* Source passage
┌──

ASNAPP Country 4 Ps
|Gourmet Mushrooms for a Developing Southern Africa|
|Written by Kreatif|
|Monday, 14 July 2008 08:30|
In cooperation with the South African Gourmet Mushroom Academy, ASNAPP conducted an intensive training course on the cultivation of white button and gourmet mushrooms. The aim of the course was to provide training, and ensure that delegates were equipped with the knowledge and skills that would allow them to train and promote understanding on the growth and production of this specialised foodstuff. Candidates were carefully selected and included people from South Africa, Angola, Zambia, Malawi and Lesotho.
The course was presented over eight days and included visits to oyster and shiitake mushroom farms. A practical training course was held at the ARC Infruitec-Nietvoorbij, where delegates were not only instructed in the culinary uses of the various mushrooms, but on the medicinal uses such as anti-viral, anti-tumour properties and the use of mushrooms to prevent the occurrence of high blood pressure and diabetes.
The course was designed and led by Dr Adriaan Smit, a well-known international gourmet mushroom specialist. Dr Smit is the founder of the Mushroom Research Centre at ARC Infruitec-Nietvoorbij, in Stellenbosch - the only research centre in South Africa that identifies and researches gourmet and medicinal mushroom species. Dr Smit was appointed honourary lecturer/science advisor at the South African Gourmet Mushroom Academy during January 2005.

└──

* Data excerpts
┌──

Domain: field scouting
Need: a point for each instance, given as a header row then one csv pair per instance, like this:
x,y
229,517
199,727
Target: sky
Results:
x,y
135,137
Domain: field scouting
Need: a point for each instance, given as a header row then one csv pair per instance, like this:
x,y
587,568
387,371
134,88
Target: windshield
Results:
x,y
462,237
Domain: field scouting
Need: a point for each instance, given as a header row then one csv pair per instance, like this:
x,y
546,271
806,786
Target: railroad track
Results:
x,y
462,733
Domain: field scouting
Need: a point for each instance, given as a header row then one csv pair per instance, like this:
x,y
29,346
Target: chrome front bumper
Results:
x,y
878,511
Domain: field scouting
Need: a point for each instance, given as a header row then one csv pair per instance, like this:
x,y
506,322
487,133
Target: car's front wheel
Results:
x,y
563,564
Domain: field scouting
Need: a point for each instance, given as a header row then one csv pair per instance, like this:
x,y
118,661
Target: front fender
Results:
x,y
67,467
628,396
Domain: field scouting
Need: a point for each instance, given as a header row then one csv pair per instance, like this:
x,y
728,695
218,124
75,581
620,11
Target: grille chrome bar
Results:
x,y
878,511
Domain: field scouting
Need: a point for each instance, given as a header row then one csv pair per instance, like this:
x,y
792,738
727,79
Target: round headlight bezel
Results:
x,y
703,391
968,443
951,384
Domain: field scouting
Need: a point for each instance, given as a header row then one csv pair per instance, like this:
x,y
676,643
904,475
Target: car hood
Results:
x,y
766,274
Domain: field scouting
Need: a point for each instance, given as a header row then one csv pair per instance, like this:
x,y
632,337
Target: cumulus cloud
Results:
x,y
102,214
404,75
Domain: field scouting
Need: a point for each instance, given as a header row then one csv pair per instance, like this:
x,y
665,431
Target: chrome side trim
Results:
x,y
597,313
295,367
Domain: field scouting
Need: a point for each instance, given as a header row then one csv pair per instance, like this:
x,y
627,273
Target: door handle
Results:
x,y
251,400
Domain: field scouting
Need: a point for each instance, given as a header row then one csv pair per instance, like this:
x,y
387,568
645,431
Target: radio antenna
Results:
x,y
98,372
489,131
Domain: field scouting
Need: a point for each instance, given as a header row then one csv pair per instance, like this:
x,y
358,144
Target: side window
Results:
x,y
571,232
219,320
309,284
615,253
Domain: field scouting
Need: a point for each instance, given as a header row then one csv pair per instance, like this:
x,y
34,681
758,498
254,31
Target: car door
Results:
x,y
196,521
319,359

└──

* Work order
Please reproduce the mushroom course article word for word between "The course was presented" and "during January 2005.", inclusive.

* Response to this task
The course was presented over eight days and included visits to oyster and shiitake mushroom farms. A practical training course was held at the ARC Infruitec-Nietvoorbij, where delegates were not only instructed in the culinary uses of the various mushrooms, but on the medicinal uses such as anti-viral, anti-tumour properties and the use of mushrooms to prevent the occurrence of high blood pressure and diabetes.
The course was designed and led by Dr Adriaan Smit, a well-known international gourmet mushroom specialist. Dr Smit is the founder of the Mushroom Research Centre at ARC Infruitec-Nietvoorbij, in Stellenbosch - the only research centre in South Africa that identifies and researches gourmet and medicinal mushroom species. Dr Smit was appointed honourary lecturer/science advisor at the South African Gourmet Mushroom Academy during January 2005.